Data under study →
____________

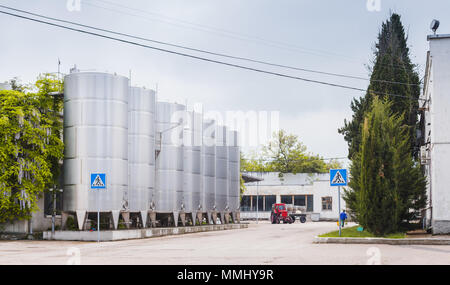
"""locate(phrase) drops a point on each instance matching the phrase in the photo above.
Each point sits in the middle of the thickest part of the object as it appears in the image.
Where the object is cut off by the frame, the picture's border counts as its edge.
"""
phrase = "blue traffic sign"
(338, 177)
(98, 181)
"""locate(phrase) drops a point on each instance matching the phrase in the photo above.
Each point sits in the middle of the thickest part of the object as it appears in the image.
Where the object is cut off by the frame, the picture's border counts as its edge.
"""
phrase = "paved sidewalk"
(261, 243)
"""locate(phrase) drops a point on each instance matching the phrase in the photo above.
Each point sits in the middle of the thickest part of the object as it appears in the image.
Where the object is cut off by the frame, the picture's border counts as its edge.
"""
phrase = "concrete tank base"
(136, 233)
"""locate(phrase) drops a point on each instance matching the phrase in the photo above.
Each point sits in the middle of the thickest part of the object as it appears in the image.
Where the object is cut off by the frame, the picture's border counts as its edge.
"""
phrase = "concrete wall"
(437, 121)
(39, 221)
(314, 184)
(5, 86)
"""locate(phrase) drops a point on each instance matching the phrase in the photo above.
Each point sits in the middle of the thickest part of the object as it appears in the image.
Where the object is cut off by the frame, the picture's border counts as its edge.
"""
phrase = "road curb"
(115, 235)
(391, 241)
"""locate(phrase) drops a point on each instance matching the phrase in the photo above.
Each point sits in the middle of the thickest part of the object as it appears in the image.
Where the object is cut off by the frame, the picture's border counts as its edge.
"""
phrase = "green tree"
(285, 153)
(31, 147)
(392, 63)
(387, 188)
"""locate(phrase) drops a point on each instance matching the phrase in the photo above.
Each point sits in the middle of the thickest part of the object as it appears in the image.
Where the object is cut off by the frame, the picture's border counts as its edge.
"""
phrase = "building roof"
(436, 37)
(275, 179)
(248, 178)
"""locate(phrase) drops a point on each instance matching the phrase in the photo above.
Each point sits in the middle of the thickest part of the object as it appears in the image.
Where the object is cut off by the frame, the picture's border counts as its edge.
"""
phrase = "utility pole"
(53, 191)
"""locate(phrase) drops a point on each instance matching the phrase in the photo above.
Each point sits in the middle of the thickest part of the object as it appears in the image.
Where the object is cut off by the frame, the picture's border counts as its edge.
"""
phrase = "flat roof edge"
(435, 37)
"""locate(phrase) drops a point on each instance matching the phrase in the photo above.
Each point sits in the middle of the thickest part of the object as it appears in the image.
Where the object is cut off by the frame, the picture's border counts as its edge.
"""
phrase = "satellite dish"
(434, 26)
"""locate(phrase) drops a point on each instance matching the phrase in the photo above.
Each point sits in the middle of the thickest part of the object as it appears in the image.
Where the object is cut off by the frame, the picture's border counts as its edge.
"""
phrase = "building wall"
(437, 122)
(40, 222)
(5, 86)
(317, 185)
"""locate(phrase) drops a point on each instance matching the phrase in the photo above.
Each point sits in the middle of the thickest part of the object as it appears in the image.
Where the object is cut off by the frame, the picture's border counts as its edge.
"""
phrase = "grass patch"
(353, 232)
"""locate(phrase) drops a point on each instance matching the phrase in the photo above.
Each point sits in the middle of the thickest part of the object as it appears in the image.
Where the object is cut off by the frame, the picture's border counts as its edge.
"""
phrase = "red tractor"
(280, 214)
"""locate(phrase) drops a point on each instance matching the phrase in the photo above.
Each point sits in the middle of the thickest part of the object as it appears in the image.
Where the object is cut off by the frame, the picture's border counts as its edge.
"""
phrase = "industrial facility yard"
(261, 243)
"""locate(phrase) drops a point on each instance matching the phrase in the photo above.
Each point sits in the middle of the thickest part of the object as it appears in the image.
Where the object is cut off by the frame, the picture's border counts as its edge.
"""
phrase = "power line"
(202, 51)
(199, 50)
(201, 58)
(271, 42)
(211, 29)
(293, 160)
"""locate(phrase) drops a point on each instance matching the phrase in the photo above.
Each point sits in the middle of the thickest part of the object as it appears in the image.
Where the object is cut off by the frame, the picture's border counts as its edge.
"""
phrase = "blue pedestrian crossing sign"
(338, 177)
(98, 181)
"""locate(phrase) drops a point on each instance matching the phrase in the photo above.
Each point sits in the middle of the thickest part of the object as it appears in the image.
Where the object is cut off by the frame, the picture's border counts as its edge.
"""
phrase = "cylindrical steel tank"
(169, 163)
(234, 171)
(96, 140)
(141, 148)
(221, 169)
(207, 196)
(192, 161)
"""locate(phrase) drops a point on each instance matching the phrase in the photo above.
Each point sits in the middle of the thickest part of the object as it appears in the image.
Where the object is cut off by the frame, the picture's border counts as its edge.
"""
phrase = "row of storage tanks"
(161, 161)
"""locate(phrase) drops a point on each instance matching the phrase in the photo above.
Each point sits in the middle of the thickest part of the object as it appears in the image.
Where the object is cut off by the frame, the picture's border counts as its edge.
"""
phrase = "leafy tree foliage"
(31, 148)
(392, 64)
(286, 154)
(387, 189)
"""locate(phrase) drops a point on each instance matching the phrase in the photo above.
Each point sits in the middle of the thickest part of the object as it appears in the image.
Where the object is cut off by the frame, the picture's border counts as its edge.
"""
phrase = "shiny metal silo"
(141, 150)
(192, 138)
(221, 171)
(169, 162)
(96, 141)
(234, 175)
(207, 195)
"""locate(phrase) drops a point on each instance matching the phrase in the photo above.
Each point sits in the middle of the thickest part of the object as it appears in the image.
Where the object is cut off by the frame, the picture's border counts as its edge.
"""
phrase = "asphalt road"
(261, 243)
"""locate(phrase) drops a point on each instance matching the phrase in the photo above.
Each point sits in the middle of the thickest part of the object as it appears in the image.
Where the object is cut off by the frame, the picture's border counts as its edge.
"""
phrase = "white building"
(435, 154)
(310, 190)
(5, 86)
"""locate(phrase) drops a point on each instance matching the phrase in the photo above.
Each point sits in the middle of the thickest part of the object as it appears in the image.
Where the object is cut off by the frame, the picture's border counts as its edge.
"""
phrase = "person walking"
(342, 218)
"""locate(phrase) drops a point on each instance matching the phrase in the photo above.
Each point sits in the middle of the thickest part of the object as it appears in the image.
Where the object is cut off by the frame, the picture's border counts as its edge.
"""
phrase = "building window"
(245, 203)
(310, 203)
(327, 203)
(286, 199)
(260, 202)
(300, 200)
(269, 201)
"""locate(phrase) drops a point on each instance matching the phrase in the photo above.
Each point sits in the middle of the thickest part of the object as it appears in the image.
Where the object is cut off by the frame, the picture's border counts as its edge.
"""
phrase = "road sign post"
(338, 177)
(98, 181)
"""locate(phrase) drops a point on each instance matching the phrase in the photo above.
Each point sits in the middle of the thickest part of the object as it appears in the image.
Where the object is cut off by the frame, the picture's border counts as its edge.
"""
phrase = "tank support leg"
(209, 218)
(194, 216)
(234, 217)
(222, 218)
(115, 217)
(153, 219)
(214, 217)
(200, 218)
(183, 218)
(126, 219)
(144, 218)
(227, 218)
(175, 218)
(81, 218)
(64, 217)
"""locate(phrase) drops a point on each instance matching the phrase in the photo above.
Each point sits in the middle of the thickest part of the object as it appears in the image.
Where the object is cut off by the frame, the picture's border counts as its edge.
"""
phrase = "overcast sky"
(332, 36)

____________

Task description → From the first line to the last, copy the listing above exactly and leave out the images.

Response →
"""locate(phrase) drops a point on each instance matching the phrase in the photo above.
Each point sits in the middle of the thickest part of the object as it appears in the image.
Where the object is cut off by the frame, the picture's border counts as its edge.
"""
phrase = "blue traffic sign"
(338, 177)
(98, 181)
"""locate(phrase) drops a point on each instance matching the phrase in the photo above.
Each point sits in the middle of the thickest part of the object as it appears in the image.
Where the object is cut off by the frame, the picture's border counts as its edge.
"""
phrase = "paved sidewalk"
(261, 243)
"""locate(phrase) drops a point on each instance matching the phrase in the photo above.
Each point sits in the middle of the thickest part of the object as it appears in the image.
Where the object is cut off by the frame, the picture's border counts as its edge.
"""
phrase = "concrete tank base"
(136, 233)
"""locate(phrase) drops a point on each instance matching the phrase in the photo above.
Each point sits in the middle of the thickest part of the object as it appears in the image.
Where the object is cut off by the frame, the picture's border counts as its edge.
"""
phrase = "concrete wall"
(437, 121)
(39, 221)
(314, 184)
(5, 86)
"""locate(phrase) drops a point on each instance matching the phrase in the photo above.
Each point sits in the middle of the thickest part of the object as it appears in the image.
Where the object is cut off by the frame, the picture's border counts as its edge.
"""
phrase = "road curb"
(115, 235)
(391, 241)
"""locate(phrase) drops a point on each instance matching the phrase in the photo above.
Each point sits in the middle of the thickest part of the object as it appears in the image.
Where the object is cut off by the frame, the picture's border counts as its edge.
"""
phrase = "green tree"
(285, 153)
(31, 147)
(392, 63)
(387, 188)
"""locate(phrase) drops a point on each instance matching the phrase in the photo above.
Each point sits in the middle of the thickest part of the object as it appears in the image.
Where the object is cut off by the frame, the picture's border counts as its edge.
"""
phrase = "building roof"
(436, 37)
(275, 179)
(248, 178)
"""locate(phrase) drops a point on each instance matching the phrase in the photo above.
Each point sits in the middle of the thickest part of the object as it appears in the image.
Where the object is cut off by the frame, the picture's border counts as its edge.
"""
phrase = "utility pole"
(53, 191)
"""locate(phrase) drops a point on each instance matching the phrase in the photo above.
Each point sits in the middle of the thickest part of the object as it appears in the image.
Where the object is cut off by the frame, the picture's border counts as its edge.
"""
phrase = "flat roof edge"
(435, 37)
"""locate(phrase) drops a point on each instance matching the phrase in the photo above.
Each point sits in the middle of the thickest part of the object as it appears in the image.
Where the object is cut off by the frame, the picture's border counts as its edge.
"""
phrase = "satellite dish"
(434, 26)
"""locate(phrase) drops a point on each instance matching the phrase in the photo above.
Each point sits in the middle of the thickest part of the object as it appears in the image.
Where the object is cut off by the frame, the picture's border counts as its edge.
"""
phrase = "building wall"
(437, 122)
(40, 222)
(5, 86)
(317, 185)
"""locate(phrase) drops a point on each instance matching the phrase in the photo above.
Each point sits in the middle of the thickest part of the object as it appears in the image.
Where the object is cut off by the frame, the picture's border counts as its edge.
"""
phrase = "grass patch"
(353, 232)
"""locate(phrase) drops a point on each instance matching the phrase in the photo above.
Each point sits in the middle of the thickest part of the object as it appears in the image.
Where the object is cut off by the frame, the picture's border counts as its edge.
"""
phrase = "red tractor"
(280, 214)
"""locate(phrase) drops a point on each instance matching the phrase in the photo above.
Each point sits in the middle of the thickest part of the object as it appears in the image.
Where the object is cut off by the frame, the picture's border counts as its edge.
"""
phrase = "industrial facility yard"
(261, 243)
"""locate(phrase) drops a point on each instance matching the phrase in the photo above.
Each point sits in the middle of the thickest part of the object as it appears in the image.
Where the object is cut off by the frame, the picture's border counts as its edge.
"""
phrase = "power line"
(202, 51)
(199, 50)
(201, 58)
(271, 42)
(211, 29)
(293, 160)
"""locate(phrase) drops a point on each instance matching the phrase in the photo above.
Each point sits in the middle of the thickest part of the object as it appears in the image.
Where the object is cut off by the frame, the picture's border counts as its edge.
"""
phrase = "blue pedestrian crossing sign"
(338, 177)
(98, 181)
"""locate(phrase) drops a point on each instance matching the phrase in the photo above.
Each point sits in the middle of the thickest part of the object as it appears in the image.
Where the object is cut off by the frame, the picture's border counts as its edge.
"""
phrase = "cylindrical steel tank"
(169, 163)
(234, 171)
(96, 140)
(141, 148)
(221, 169)
(207, 196)
(192, 161)
"""locate(phrase) drops a point on each instance matching the phrase in the photo above.
Each point sits in the middle of the thickest part of the object as it appears in the image.
Where the object is cut off by the frame, the picture's border counts as its edge.
"""
phrase = "row of storage tanks"
(161, 161)
"""locate(phrase) drops a point on each instance matching the phrase in the photo above.
Each point sits in the middle of the thickest part of the object as it appears in the image.
Where the object is cut off by the frame, the picture's border counts as its edge.
"""
phrase = "leafy tree foliage"
(31, 148)
(392, 64)
(286, 154)
(387, 189)
"""locate(phrase) drops a point on each instance matching the phrase in the photo above.
Each point sits in the middle of the thickest part of the object as it appears in the image.
Where the object is cut off by the frame, the picture's border counts as its edge.
"""
phrase = "shiny metal silo"
(141, 150)
(192, 138)
(221, 171)
(169, 162)
(96, 141)
(234, 175)
(207, 195)
"""locate(phrase) drops a point on each instance matching the phrase in the photo above.
Each point sits in the middle of the thickest part of the object as it appears in the image.
Where the object is cut off by the frame, the picture's border counts as its edge.
"""
phrase = "asphalt road"
(261, 243)
"""locate(phrase) drops a point on each instance matching the phrase in the photo above.
Each point sits in the middle of the thickest part of the object as it appears in the image.
Where the object is cut off by the frame, the picture's border counts as its edge.
"""
phrase = "white building"
(435, 154)
(310, 190)
(5, 86)
"""locate(phrase) drops a point on each instance matching the phrase in the photo above.
Each point sits in the middle of the thickest part of the object as it appears in the image.
Where the object is cut off by the frame, the picture's border counts as its edge.
"""
phrase = "person walking"
(342, 218)
"""locate(phrase) drops a point on each instance matching the phrase in the photo above.
Each point sits in the middle of the thickest part of the object as it appears in the image.
Where the object is cut off by the frame, the picture's border counts as its edge.
"""
phrase = "building window"
(245, 203)
(310, 203)
(327, 203)
(286, 199)
(260, 202)
(300, 200)
(269, 201)
"""locate(phrase) drops a point on each instance matching the phrase in the photo above.
Each point sits in the middle of the thickest part of the object as it appears in the image.
Where the object is cut off by the frame, the picture's border counts as its edge.
"""
phrase = "road sign post"
(338, 177)
(98, 181)
"""locate(phrase) drops a point on each instance matching the phrase in the photo above.
Each point sits in the middle of the thickest part of the object as it appears in the image.
Where the object is cut off by the frame, the picture's border counts as its edge.
"""
phrase = "tank support leg"
(209, 218)
(194, 216)
(234, 217)
(222, 218)
(115, 217)
(153, 219)
(214, 217)
(200, 218)
(183, 218)
(126, 219)
(144, 218)
(227, 218)
(175, 218)
(81, 218)
(64, 217)
"""locate(phrase) drops a point on each instance matching the phrase in the photo above.
Each point sits in the middle of the thickest part of the object as it appears in the image.
Where the object is cut off by the frame, the picture's border counts as its edge.
"""
phrase = "overcast sky"
(332, 36)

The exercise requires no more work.